EXERCISE OBJECTIVE => Swap "hanging shop banner" for "hanging shop sign" in the lines below and leave everything else as it is.

Stored items:
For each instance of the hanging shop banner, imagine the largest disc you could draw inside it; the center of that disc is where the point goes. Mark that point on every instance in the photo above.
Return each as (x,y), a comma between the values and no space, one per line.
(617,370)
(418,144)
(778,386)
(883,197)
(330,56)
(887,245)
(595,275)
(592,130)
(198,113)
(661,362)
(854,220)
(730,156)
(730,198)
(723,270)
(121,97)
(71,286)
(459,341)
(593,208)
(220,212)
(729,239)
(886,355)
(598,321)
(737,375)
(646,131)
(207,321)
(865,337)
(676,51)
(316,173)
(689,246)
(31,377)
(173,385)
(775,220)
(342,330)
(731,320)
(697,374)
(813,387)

FULL RESPONSE =>
For each instance of the hanging shop sign, imagine the largest disc you could draw inside it; the center of that disc is where the point goes. Mark that point on every instance in the photo above.
Return each as (x,y), a comma between the values and no space, one per line.
(617,370)
(418,144)
(778,386)
(883,197)
(330,56)
(887,245)
(595,275)
(592,130)
(198,113)
(661,362)
(854,220)
(730,156)
(730,198)
(723,270)
(121,97)
(71,286)
(459,341)
(593,208)
(220,212)
(729,239)
(886,355)
(598,321)
(737,375)
(646,131)
(207,321)
(865,337)
(676,51)
(316,173)
(689,246)
(31,377)
(173,385)
(775,220)
(342,330)
(731,320)
(697,374)
(813,387)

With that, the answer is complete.